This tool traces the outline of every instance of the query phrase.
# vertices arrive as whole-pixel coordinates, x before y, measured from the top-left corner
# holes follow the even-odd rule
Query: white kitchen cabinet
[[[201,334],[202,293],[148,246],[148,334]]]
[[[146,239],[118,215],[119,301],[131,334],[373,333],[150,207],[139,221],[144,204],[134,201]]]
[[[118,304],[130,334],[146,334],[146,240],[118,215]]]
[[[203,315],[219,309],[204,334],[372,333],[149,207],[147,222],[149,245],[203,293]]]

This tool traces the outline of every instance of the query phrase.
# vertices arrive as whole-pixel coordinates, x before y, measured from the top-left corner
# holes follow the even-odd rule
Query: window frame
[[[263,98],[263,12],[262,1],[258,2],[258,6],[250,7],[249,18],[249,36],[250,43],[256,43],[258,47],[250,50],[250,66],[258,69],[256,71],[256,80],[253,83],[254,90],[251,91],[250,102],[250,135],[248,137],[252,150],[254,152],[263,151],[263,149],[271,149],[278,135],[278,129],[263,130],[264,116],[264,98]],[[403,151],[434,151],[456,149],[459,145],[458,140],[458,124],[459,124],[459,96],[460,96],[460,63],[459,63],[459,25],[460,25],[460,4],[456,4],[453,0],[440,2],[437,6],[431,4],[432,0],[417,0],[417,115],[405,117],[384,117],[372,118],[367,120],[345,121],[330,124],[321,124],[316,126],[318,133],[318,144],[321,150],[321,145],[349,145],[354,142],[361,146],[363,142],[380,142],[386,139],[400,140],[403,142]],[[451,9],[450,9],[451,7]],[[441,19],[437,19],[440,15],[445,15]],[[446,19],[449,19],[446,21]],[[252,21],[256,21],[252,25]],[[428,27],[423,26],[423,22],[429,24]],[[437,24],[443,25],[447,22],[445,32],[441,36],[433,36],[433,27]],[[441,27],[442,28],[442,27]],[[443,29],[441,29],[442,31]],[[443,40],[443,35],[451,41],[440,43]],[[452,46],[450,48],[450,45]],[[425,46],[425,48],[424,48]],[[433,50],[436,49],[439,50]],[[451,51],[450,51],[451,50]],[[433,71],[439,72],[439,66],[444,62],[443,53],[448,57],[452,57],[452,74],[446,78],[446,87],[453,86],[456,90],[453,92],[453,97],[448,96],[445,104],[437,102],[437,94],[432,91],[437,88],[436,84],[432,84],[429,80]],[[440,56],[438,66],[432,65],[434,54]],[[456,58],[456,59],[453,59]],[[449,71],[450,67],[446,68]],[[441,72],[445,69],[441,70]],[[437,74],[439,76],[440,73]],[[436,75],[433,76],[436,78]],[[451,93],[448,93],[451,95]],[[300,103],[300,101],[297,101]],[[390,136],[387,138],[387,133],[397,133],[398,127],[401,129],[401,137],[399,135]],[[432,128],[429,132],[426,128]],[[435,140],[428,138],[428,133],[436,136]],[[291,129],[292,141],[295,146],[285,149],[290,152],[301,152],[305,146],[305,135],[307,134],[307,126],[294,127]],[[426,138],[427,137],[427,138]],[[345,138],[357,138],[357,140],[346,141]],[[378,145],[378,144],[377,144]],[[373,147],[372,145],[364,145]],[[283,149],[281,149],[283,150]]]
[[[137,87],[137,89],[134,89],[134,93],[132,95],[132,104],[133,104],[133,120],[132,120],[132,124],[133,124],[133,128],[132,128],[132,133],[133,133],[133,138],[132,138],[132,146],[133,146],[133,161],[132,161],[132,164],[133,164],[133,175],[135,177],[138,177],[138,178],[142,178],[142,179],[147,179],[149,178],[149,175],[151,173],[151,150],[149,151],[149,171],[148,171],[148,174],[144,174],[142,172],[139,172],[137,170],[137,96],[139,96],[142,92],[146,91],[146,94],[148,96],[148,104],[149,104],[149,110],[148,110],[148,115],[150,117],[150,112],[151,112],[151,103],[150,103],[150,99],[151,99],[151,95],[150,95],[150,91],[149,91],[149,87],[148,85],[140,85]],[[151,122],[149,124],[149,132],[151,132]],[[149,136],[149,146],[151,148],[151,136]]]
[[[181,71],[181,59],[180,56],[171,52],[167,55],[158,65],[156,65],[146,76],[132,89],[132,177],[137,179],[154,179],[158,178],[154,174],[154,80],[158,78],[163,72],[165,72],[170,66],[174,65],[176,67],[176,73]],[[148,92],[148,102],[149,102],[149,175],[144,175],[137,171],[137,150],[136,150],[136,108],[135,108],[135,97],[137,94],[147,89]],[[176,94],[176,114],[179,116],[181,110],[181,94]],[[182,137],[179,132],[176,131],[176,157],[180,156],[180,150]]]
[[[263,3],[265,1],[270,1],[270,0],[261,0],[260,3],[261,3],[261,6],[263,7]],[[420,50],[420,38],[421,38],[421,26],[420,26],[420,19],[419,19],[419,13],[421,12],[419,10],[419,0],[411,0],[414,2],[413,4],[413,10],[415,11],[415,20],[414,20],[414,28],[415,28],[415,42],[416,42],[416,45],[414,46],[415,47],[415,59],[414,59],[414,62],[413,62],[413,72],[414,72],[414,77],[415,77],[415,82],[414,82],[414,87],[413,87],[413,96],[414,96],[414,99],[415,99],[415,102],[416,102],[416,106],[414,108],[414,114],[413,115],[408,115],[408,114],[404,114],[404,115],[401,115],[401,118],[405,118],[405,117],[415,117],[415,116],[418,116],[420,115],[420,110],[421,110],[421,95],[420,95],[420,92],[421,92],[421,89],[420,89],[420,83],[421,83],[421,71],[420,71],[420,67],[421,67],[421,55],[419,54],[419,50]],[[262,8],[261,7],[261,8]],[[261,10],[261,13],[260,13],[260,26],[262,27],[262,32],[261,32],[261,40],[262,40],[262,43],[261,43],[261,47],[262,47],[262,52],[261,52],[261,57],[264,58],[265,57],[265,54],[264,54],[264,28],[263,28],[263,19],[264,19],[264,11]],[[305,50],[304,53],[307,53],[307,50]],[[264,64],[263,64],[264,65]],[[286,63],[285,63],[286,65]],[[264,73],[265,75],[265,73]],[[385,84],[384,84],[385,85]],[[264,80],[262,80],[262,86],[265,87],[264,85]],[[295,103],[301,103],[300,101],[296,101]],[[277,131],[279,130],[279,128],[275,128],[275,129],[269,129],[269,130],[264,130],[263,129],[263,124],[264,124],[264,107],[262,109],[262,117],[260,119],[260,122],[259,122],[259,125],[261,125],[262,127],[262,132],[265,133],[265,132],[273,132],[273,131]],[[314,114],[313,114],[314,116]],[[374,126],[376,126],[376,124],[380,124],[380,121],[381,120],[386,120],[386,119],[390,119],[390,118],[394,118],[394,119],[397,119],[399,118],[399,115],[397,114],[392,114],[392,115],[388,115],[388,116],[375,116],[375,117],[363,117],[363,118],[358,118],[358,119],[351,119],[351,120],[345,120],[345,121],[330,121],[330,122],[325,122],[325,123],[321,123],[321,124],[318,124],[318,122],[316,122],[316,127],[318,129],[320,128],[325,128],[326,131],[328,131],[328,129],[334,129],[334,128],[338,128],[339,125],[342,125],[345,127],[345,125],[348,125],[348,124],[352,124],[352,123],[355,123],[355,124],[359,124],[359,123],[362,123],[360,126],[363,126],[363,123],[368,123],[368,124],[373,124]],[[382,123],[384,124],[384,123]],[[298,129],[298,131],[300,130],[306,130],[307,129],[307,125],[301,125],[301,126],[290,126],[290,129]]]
□ □ □ □ □ □ □
Work item = The data must be output in full, exactly as given.

Output for this task =
This tool traces the outline of every instance of the query phrase.
# vertices arrive as whole-pixel coordinates, x before y, measured from the top-left corner
# holes follow the even-odd rule
Query: white kitchen cabinet
[[[201,334],[202,293],[148,246],[148,334]]]
[[[146,239],[118,215],[119,301],[131,334],[373,333],[150,207],[139,221],[144,204],[134,201]]]
[[[118,304],[130,334],[146,334],[146,240],[118,215]]]
[[[203,315],[219,309],[204,334],[372,333],[149,207],[147,222],[149,245],[203,293]]]

This tool traces the outline of every instance of the query phrase.
# vertices arrive as whole-pixel coordinates, x before y, measured from the top-left corner
# holes follow the even-odd rule
Query: window frame
[[[263,98],[263,12],[262,1],[258,2],[258,6],[250,7],[249,18],[249,36],[250,43],[256,43],[258,47],[250,50],[250,66],[258,69],[256,71],[256,80],[253,83],[254,90],[251,91],[250,102],[250,135],[248,137],[252,150],[254,152],[263,151],[263,149],[271,149],[278,135],[278,129],[263,130],[264,116],[264,98]],[[403,151],[434,151],[456,149],[459,145],[458,140],[458,124],[459,124],[459,96],[460,96],[460,63],[459,63],[459,25],[460,25],[460,4],[456,4],[453,0],[440,2],[437,6],[431,4],[432,0],[417,0],[417,115],[405,117],[384,117],[372,118],[367,120],[345,121],[330,124],[321,124],[316,126],[318,133],[318,144],[321,150],[321,145],[349,145],[354,142],[361,146],[363,142],[380,142],[386,139],[400,140],[403,142]],[[451,9],[450,9],[451,7]],[[441,19],[437,19],[440,15],[445,15]],[[446,19],[449,19],[446,21]],[[252,21],[256,21],[252,25]],[[428,27],[423,26],[423,22],[429,24]],[[437,24],[443,25],[447,22],[445,32],[441,36],[433,36],[433,27]],[[441,27],[442,28],[442,27]],[[443,29],[441,29],[442,31]],[[443,40],[443,35],[451,41],[440,43]],[[452,46],[450,48],[450,45]],[[425,46],[425,48],[424,48]],[[433,50],[436,49],[439,50]],[[451,51],[450,51],[451,50]],[[433,71],[439,72],[439,66],[444,62],[443,53],[448,57],[452,57],[452,74],[446,78],[446,87],[453,86],[456,90],[453,92],[453,97],[448,96],[445,104],[437,102],[437,94],[432,91],[437,88],[436,84],[432,84],[429,80]],[[440,56],[438,66],[432,65],[434,54]],[[456,58],[456,59],[453,59]],[[449,71],[450,67],[446,68]],[[441,72],[445,69],[441,70]],[[437,74],[439,76],[440,73]],[[436,75],[433,76],[436,78]],[[451,93],[448,93],[451,95]],[[300,103],[300,101],[297,101]],[[390,136],[387,138],[387,133],[397,133],[398,127],[401,129],[401,137],[399,135]],[[432,128],[429,132],[426,128]],[[435,140],[428,138],[428,133],[436,136]],[[291,129],[292,141],[295,146],[285,149],[290,152],[301,152],[305,146],[305,135],[307,134],[307,126],[294,127]],[[426,138],[427,137],[427,138]],[[345,138],[357,138],[357,140],[346,141]],[[378,145],[378,144],[377,144]],[[373,147],[372,145],[364,145]],[[283,149],[281,149],[283,150]]]
[[[137,87],[137,89],[134,89],[134,93],[132,95],[132,104],[133,104],[133,120],[132,120],[132,124],[133,124],[133,128],[132,128],[132,133],[133,133],[133,138],[132,138],[132,146],[133,146],[133,161],[132,161],[132,164],[133,164],[133,175],[135,177],[138,177],[138,178],[142,178],[142,179],[147,179],[149,178],[149,175],[151,173],[151,150],[149,151],[149,171],[148,171],[148,174],[144,174],[142,172],[139,172],[137,170],[137,96],[139,96],[142,92],[146,91],[146,94],[148,96],[148,104],[149,104],[149,110],[148,110],[148,115],[150,117],[150,112],[151,112],[151,103],[150,103],[150,99],[151,99],[151,95],[150,95],[150,91],[149,91],[149,87],[148,85],[140,85]],[[151,122],[149,124],[149,132],[151,132]],[[149,136],[149,146],[151,148],[151,136]]]
[[[181,71],[181,59],[180,56],[171,52],[167,55],[158,65],[156,65],[146,76],[132,89],[132,177],[137,179],[154,179],[158,178],[154,174],[154,80],[158,78],[163,72],[165,72],[170,66],[174,65],[176,67],[176,73]],[[148,92],[148,102],[149,102],[149,175],[144,175],[137,171],[137,150],[136,150],[136,108],[135,108],[135,97],[137,94],[147,89]],[[176,94],[176,114],[179,116],[181,110],[181,94]],[[182,137],[179,132],[176,131],[176,157],[180,156],[180,150]]]
[[[263,3],[265,1],[270,1],[270,0],[261,0],[260,3],[261,3],[261,6],[263,7]],[[420,50],[420,38],[421,38],[421,26],[420,26],[420,19],[419,19],[419,13],[421,12],[419,10],[419,0],[411,0],[414,2],[413,4],[413,10],[415,11],[415,20],[414,20],[414,28],[415,28],[415,42],[416,42],[416,45],[414,46],[415,47],[415,59],[414,59],[414,62],[413,62],[413,72],[414,72],[414,77],[415,77],[415,82],[414,82],[414,87],[413,87],[413,96],[414,96],[414,99],[415,99],[415,102],[416,102],[416,106],[414,108],[414,114],[413,115],[408,115],[408,114],[404,114],[404,115],[401,115],[401,118],[405,118],[405,117],[415,117],[415,116],[418,116],[420,115],[420,110],[421,110],[421,95],[420,95],[420,92],[421,92],[421,89],[420,89],[420,83],[421,83],[421,71],[420,71],[420,67],[421,67],[421,55],[419,54],[419,50]],[[262,8],[261,7],[261,8]],[[261,10],[261,13],[260,13],[260,26],[262,27],[262,32],[261,32],[261,40],[262,40],[262,43],[261,43],[261,47],[262,47],[262,52],[261,52],[261,57],[264,58],[265,57],[265,54],[264,54],[264,28],[263,28],[263,19],[264,19],[264,11]],[[305,50],[304,53],[307,53],[307,50]],[[264,64],[263,64],[264,65]],[[286,63],[285,63],[286,65]],[[264,73],[265,75],[265,73]],[[385,84],[384,84],[385,85]],[[264,80],[262,80],[262,86],[265,87],[264,85]],[[295,103],[301,103],[300,101],[296,101]],[[277,131],[279,130],[279,128],[275,128],[275,129],[269,129],[269,130],[264,130],[263,129],[263,124],[264,124],[264,107],[262,109],[262,117],[260,119],[260,122],[259,122],[259,125],[261,125],[262,127],[262,132],[265,133],[265,132],[273,132],[273,131]],[[314,114],[313,114],[314,116]],[[374,126],[376,126],[376,124],[380,124],[380,121],[381,120],[386,120],[386,119],[390,119],[390,118],[394,118],[394,119],[397,119],[399,118],[399,115],[397,114],[392,114],[392,115],[388,115],[388,116],[375,116],[375,117],[363,117],[363,118],[358,118],[358,119],[351,119],[351,120],[345,120],[345,121],[330,121],[330,122],[325,122],[325,123],[321,123],[321,124],[318,124],[318,122],[316,122],[316,127],[318,129],[320,128],[325,128],[326,131],[328,131],[328,129],[334,129],[334,128],[338,128],[339,125],[342,125],[345,127],[345,125],[348,125],[348,124],[352,124],[352,123],[355,123],[355,124],[359,124],[359,123],[362,123],[360,126],[363,126],[363,123],[368,123],[368,124],[373,124]],[[382,123],[384,124],[384,123]],[[298,129],[298,131],[300,130],[306,130],[307,129],[307,125],[301,125],[301,126],[290,126],[290,129]]]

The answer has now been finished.